**What is being asked**: All of the records below are to be copied exactly.

**Given data**:
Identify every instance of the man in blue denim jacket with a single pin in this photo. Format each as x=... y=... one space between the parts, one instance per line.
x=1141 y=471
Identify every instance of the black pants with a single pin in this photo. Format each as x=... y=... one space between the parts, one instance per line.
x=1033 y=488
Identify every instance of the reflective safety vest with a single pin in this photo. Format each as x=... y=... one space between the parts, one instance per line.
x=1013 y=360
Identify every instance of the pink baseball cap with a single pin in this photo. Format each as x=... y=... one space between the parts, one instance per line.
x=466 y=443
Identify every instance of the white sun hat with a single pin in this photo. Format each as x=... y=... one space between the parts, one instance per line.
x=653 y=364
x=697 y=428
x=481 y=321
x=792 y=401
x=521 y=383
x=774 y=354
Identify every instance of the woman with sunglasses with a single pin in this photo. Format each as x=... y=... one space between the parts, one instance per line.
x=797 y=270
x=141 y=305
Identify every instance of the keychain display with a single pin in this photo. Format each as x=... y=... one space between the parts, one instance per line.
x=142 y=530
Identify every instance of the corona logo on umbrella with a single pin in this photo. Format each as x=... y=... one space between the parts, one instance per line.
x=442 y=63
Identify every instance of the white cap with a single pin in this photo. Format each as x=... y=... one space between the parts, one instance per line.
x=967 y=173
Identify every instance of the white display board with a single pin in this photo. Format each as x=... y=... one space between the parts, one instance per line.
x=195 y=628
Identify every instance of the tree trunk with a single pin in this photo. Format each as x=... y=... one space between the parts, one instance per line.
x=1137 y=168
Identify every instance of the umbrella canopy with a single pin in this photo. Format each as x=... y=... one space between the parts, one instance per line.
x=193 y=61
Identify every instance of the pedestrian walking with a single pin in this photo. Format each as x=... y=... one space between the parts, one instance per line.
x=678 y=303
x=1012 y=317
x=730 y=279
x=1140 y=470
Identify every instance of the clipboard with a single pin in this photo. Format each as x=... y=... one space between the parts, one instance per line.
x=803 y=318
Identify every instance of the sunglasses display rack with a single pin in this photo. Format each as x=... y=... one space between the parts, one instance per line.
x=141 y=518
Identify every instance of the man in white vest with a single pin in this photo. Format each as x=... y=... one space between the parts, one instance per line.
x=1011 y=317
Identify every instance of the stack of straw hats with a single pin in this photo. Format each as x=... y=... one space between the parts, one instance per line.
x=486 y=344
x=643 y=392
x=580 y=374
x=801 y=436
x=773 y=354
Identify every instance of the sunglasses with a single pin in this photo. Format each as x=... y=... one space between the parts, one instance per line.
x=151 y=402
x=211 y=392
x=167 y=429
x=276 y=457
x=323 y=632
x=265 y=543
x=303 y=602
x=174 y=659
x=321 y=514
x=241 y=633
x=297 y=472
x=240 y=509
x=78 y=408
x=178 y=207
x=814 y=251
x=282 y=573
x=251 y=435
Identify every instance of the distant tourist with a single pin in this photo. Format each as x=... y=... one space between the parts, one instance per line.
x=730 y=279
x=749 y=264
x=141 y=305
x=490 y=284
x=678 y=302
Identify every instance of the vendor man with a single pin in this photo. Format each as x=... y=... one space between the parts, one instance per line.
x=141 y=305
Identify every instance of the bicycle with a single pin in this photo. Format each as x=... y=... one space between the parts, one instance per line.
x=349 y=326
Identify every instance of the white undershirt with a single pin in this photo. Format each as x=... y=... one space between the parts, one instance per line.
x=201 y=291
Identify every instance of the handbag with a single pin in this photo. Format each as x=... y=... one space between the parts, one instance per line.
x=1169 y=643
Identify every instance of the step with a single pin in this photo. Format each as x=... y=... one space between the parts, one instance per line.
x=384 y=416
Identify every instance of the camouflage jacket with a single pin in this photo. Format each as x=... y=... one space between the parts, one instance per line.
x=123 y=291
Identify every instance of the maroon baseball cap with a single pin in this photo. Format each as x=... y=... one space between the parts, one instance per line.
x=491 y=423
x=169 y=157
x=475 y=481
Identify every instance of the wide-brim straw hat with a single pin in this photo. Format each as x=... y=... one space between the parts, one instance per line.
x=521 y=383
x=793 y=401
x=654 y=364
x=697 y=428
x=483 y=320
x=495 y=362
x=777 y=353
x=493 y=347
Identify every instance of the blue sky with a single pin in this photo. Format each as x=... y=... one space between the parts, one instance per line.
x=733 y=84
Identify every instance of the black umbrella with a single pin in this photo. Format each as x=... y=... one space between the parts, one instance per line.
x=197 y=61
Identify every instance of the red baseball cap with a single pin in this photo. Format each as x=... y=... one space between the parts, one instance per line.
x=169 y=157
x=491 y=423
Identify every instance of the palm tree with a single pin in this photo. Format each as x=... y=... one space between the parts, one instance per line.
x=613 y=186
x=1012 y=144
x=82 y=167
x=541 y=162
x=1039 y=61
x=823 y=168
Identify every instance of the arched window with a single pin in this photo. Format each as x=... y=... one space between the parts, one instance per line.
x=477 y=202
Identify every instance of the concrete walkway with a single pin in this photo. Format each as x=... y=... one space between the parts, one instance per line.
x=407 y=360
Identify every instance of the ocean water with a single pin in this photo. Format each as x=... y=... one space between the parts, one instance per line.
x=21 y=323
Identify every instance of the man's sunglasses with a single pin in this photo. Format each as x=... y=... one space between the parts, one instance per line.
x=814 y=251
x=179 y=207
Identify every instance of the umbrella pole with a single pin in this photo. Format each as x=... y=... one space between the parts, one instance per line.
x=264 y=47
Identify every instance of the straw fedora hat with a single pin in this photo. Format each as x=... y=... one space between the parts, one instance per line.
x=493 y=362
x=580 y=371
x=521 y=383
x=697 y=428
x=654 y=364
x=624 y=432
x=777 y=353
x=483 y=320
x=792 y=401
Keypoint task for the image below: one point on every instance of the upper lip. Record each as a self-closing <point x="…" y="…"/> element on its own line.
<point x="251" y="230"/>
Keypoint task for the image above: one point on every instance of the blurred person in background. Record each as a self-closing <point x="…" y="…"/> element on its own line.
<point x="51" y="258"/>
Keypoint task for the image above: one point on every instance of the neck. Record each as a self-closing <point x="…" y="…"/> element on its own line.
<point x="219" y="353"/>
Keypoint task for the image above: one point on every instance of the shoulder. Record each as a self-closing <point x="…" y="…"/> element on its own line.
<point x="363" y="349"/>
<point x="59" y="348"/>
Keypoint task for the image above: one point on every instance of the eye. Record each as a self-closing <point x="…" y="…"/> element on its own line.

**Response below**:
Identify every instance of the man in blue denim jacket with a single pin in this photo. Format each as x=... y=... one space between the parts, one instance per line.
x=1141 y=471
Identify every instance of the black pants with a single pin in this photo. Format each as x=... y=... one space between the parts, one instance per line.
x=1033 y=488
Identify every instance of the reflective safety vest with a single pin in this photo. Format each as x=... y=... one space between the parts, one instance per line.
x=1013 y=360
Identify every instance of the pink baseball cap with a single pin in this photo. Format each as x=... y=... one space between the parts, one instance per line.
x=466 y=443
Identify every instance of the white sun hat with a single pin in this photo. Format each as x=... y=... one space between the parts, one instance per line.
x=653 y=364
x=697 y=428
x=481 y=321
x=792 y=401
x=521 y=383
x=774 y=354
Identify every instance of the woman with sunglasses with a single pin in this photo. Format each as x=... y=... one space between the parts, one instance per line.
x=797 y=270
x=141 y=305
Identify every instance of the keychain display with a single pin in this photo. Format each as x=... y=... one space between the parts, one instance per line.
x=142 y=530
Identify every instance of the corona logo on umbrella with a single pin in this photo. Format each as x=... y=... one space between the parts, one instance per line.
x=442 y=63
Identify every instance of the white cap with a single pin in this photo. Format each as x=... y=... one space between the parts, one instance per line.
x=967 y=173
Identify every instance of the white display board with a single pin in this photo. Format each as x=... y=... one space between the parts, one instance per line.
x=195 y=628
Identify every instance of the tree trunk with a single pin in this photo. Format each as x=... y=... one space between the parts, one instance per line.
x=1137 y=168
Identify every instance of the umbrella canopy with a single pin in this photo. Format each as x=... y=... one space between the parts, one instance per line.
x=193 y=61
Identify every instance of the pedestrian walking with a single pin in this photo. Format each as x=... y=... one space between the parts, one instance per line.
x=678 y=303
x=1012 y=317
x=730 y=279
x=1140 y=470
Identify every instance of the clipboard with a single pin in this photo. Format each as x=... y=... one space between the parts, one instance per line.
x=803 y=318
Identify every instance of the sunglasses display rack with a single pin in this photo. Format each as x=... y=... one space between the parts, one instance per line.
x=141 y=518
Identify every instance of the man in white vest with a single pin in this photo. Format each as x=... y=... one space between the parts, one instance per line.
x=1011 y=317
Identify every instance of the stack of straw hats with a single pin in this photo. Format each as x=... y=... one space between the parts, one instance per line.
x=486 y=344
x=643 y=392
x=580 y=374
x=801 y=436
x=773 y=354
Identify every instance of the sunglasses with a single pin in this photo. Format each as x=... y=... one space between the parts, one instance per line.
x=151 y=402
x=211 y=392
x=167 y=429
x=276 y=457
x=323 y=632
x=265 y=543
x=303 y=602
x=174 y=659
x=321 y=514
x=241 y=633
x=297 y=472
x=240 y=509
x=78 y=408
x=178 y=207
x=814 y=251
x=282 y=573
x=251 y=435
Identify every instance of the distant tourist with a single pin in this photo. Format each as x=... y=... one space between the parts, one instance per line.
x=730 y=279
x=749 y=264
x=141 y=305
x=490 y=284
x=678 y=302
Identify every instance of the vendor man with a single pin in this photo. Format each as x=... y=... one space between the parts, one instance per line.
x=141 y=305
Identify every instance of the bicycle with a single pin in this photo. Format each as x=... y=... one space between the parts, one instance per line.
x=349 y=326
Identify every instance of the white undershirt with a single pin in this photo. Format each as x=... y=... one space between the parts, one instance per line.
x=201 y=291
Identify every instance of the handbag with a single pin in this photo. Format each as x=... y=... one space between the parts, one instance per line.
x=1169 y=643
Identify every instance of the step with a single pin in this photo. Format each as x=... y=... one space between the parts, one instance per line.
x=384 y=416
Identify every instance of the camouflage jacket with a single pin in this photo. Format each as x=... y=... one space between the parts, one instance per line.
x=123 y=291
Identify every instance of the maroon baseball cap with a single pin in this photo. Format each as x=... y=... one space between the parts, one instance per line.
x=491 y=423
x=169 y=157
x=475 y=481
Identify every instance of the wide-brim straw hat with a single pin in this photo. Format each as x=... y=... one space between the parts, one instance per line.
x=521 y=383
x=793 y=401
x=654 y=364
x=697 y=428
x=483 y=320
x=495 y=362
x=777 y=353
x=493 y=347
Identify every instance of the blue sky with a single pin in this photo. Format each as x=... y=... one space between the parts, one instance per line.
x=733 y=84
Identify every instance of the black umbrella with a single pin in this photo. Format each as x=... y=... one space between the parts, one instance per line.
x=197 y=61
Identify every instance of the red baseball cap with a single pin in this photo. Format each as x=... y=... one space between the parts, one instance per line.
x=169 y=157
x=491 y=423
Identify every instance of the palm tree with a single pin in this photo. Format each as x=... y=... one space between the parts, one instance per line.
x=613 y=186
x=1012 y=144
x=82 y=167
x=541 y=162
x=1039 y=61
x=823 y=168
Identify every instance of the arched window with a single pin in this photo. Format each as x=... y=... one space between the parts, one instance per line.
x=477 y=202
Identify every instance of the concrete walkway with a single pin in this photo. Format each as x=... y=... one space between the parts, one instance per line.
x=407 y=360
Identify every instance of the ocean water with a single pin in this photo. Format each as x=... y=... one space between the parts, one instance per line.
x=21 y=323
Identify every instance of the man's sunglasses with a single pin in this photo. Format each as x=... y=... one space between the parts, one instance per line.
x=814 y=251
x=179 y=207
Identify every instance of the umbrella pole with a single pin in this photo. Format each as x=... y=... one space between the parts, one instance per line.
x=264 y=47
Identify every instance of the straw fedora hat with a single pin in this photo. Format each as x=... y=... one space between the parts, one instance per line.
x=493 y=362
x=580 y=371
x=521 y=383
x=697 y=428
x=654 y=364
x=624 y=432
x=777 y=353
x=483 y=320
x=792 y=401
Keypoint task for the image below: one point on every instance of the upper lip. Record each as a self-closing <point x="…" y="…"/> element on its own line.
<point x="251" y="230"/>
Keypoint task for the image above: one point on every instance of the blurred person in background. Record each as a self-closing <point x="…" y="…"/> element on its own line.
<point x="51" y="258"/>
Keypoint task for the image above: one point on every instance of the neck. Record each as a self-closing <point x="…" y="…"/> element on its own line.
<point x="219" y="353"/>
Keypoint task for the image above: one point on every instance of the shoulder. Record each as a self-closing <point x="…" y="…"/> element on its own line.
<point x="363" y="349"/>
<point x="59" y="348"/>
Keypoint task for the image above: one point on every instance of the eye. Record each as a self-closing <point x="…" y="…"/> element on its own line.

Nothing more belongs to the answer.